#### CONSIGNE A
Répondez aux questions suivantes à partir de l'entretien :
(i) De quel collectif de la CGT Sophie Binet est-elle responsable ?
(ii) De quel pourcentage le budget du secrétariat d'État à l'Égalité entre les femmes et les hommes a-t-il été baissé ?
(iii) Dans quelle proportion le temps partiel concerne-t-il les femmes ?
#### CONSIGNE B
Transcrivez à l'identique, dans l'entretien, tout ce qui va de «Sophie Binet est» jusqu'à «loi El Khomri?».

#### PASSAGE EXTRAIT
== == ==

France. «Les entreprises pourront choisir les informations à communiquer et le rythme des négociations»

Entretien avec Sophie Binet
conduit par Sophie Ducatteau

Sophie Binet est responsable du collectif femmes-mixité de la CGT. Les ordonnances rayent tous les outils inscrits dans le Code du travail en faveur de l’égalité femmes-hommes. Une cinquantaine d’organisations syndicales, politiques et des personnalités ont publié, la semaine dernière, une tribune pour dénoncer les répercussions de cette nouvelle loi travail sur les droits des femmes.

Pourquoi avoir réagi cette fois, alors que ça n’avait pas été le cas pour la loi El Khomri?

Sophie Binet Les femmes en ont marre d’être prises pour des quiches [il n’est pas impossible que la proposition de loi venant du gouvernement Hollande suscitait moins d’oppositions ouvertes dans le collectif? – Réd.]. Emmanuel Macron a déclaré l’égalité hommes-femmes grande cause nationale de son quinquennat. Or, en quelques semaines, il a supprimé le ministère plein et entier des Droits des femmes, baissé de 27 % le budget du secrétariat d’Etat à l’Egalité entre les femmes et les hommes, et supprimé les contrats aidés, dont 60 % des bénéficiaires étaient des femmes. Si la loi XXL est défavorable à tous, elle annonce une véritable catastrophe pour les femmes. Les ordonnances rayent de la carte l’ensemble des outils mis en place depuis le début des années 1980 pour agir sur les inégalités hommes-femmes au travail. Les employeurs n’auront plus à se gêner pour discriminer les femmes. Le mot «sanction», par exemple, est totalement absent des textes.

Pourquoi un tel constat alarmiste?

S .B. La régression est générale. Les sanctions appliquées aux employeurs seront optionnelles, les négociations à géométrie variable, la prévention aléatoire. Ainsi, les employeurs ne seront plus soumis à sanctions s’ils ne respectent pas la loi Roudy qui impose des négociations annuelles sur l’égalité professionnelle dans l’entreprise. En plus, c’est aux patrons de fournir aux salariés les données sur l’égalité. A l’avenir, les entreprises pourront donc non seulement choisir les informations à communiquer, mais aussi le rythme des négociations. Actuellement annuelles, celles-ci pourront devenir quadriennales. Idem pour les négociations sur le temps partiel, qui concerne à plus de 80 % les femmes. Autre exemple: le plafonnement des indemnités prud’homales. Le gouvernement nous assure qu’il n’est pas discriminatoire. C’est faux. Il s’appliquera aux licenciements abusifs de femmes enceintes ou en cas de manque de disponibilité pour raison familiale. Le nombre de femmes chefs de famille monoparentale indique clairement qui pâtira le plus de cette disposition.

== == ==

#### LISTE DES DONNÉES
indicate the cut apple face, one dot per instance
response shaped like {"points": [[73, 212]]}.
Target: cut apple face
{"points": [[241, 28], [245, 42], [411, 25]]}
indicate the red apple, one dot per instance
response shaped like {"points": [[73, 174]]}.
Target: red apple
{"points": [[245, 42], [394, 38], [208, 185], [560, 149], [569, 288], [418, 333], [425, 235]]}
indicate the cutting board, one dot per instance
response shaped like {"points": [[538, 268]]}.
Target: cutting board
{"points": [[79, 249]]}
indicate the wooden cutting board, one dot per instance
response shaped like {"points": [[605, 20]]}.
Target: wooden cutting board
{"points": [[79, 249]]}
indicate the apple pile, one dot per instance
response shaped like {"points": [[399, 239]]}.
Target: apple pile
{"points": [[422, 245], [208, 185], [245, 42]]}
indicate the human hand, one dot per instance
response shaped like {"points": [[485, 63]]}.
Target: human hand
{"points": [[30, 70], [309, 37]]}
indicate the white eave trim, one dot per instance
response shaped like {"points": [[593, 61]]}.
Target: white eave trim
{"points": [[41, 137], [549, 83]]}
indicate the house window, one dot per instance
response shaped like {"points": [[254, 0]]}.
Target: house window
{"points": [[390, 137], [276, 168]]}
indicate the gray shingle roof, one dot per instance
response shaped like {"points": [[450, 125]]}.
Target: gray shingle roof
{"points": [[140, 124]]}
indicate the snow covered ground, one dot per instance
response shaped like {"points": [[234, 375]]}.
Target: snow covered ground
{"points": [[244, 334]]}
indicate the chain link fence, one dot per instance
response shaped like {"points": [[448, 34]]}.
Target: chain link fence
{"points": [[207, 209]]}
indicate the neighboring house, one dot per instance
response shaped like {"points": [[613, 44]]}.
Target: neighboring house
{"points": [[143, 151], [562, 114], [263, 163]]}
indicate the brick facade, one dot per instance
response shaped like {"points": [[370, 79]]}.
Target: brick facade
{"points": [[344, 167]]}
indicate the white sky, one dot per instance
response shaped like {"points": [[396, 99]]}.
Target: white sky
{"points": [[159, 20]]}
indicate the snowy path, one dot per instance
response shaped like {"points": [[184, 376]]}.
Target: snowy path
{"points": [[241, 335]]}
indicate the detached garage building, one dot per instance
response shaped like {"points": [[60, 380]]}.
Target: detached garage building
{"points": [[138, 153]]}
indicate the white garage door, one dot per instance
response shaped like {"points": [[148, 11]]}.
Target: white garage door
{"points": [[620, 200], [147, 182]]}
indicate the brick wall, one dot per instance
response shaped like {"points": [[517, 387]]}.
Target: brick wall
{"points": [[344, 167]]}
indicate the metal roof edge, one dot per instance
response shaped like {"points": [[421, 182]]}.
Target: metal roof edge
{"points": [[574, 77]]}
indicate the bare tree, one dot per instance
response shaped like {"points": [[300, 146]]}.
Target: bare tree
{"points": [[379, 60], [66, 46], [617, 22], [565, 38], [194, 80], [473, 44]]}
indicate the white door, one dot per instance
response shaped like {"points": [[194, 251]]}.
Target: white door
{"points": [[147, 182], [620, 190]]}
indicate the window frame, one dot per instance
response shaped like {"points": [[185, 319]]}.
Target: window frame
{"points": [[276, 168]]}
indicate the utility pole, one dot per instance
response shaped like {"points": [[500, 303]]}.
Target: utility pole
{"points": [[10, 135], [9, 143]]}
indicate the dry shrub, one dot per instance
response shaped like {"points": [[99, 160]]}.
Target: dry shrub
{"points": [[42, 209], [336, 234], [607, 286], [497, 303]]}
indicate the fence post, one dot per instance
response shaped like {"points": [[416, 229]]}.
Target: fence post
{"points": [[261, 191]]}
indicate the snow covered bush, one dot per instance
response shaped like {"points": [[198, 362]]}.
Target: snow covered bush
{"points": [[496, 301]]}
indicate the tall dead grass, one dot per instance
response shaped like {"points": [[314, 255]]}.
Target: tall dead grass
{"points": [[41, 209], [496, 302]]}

== == ==

#### RÉPONSE ATTENDUE A
(i) Du collectif femmes-mixité.
(ii) De 27 %.
(iii) À plus de 80 %.

#### RÉPONSE ATTENDUE B
Sophie Binet est responsable du collectif femmes-mixité de la CGT. Les ordonnances rayent tous les outils inscrits dans le Code du travail en faveur de l’égalité femmes-hommes. Une cinquantaine d’organisations syndicales, politiques et des personnalités ont publié, la semaine dernière, une tribune pour dénoncer les répercussions de cette nouvelle loi travail sur les droits des femmes.

Pourquoi avoir réagi cette fois, alors que ça n’avait pas été le cas pour la loi El Khomri?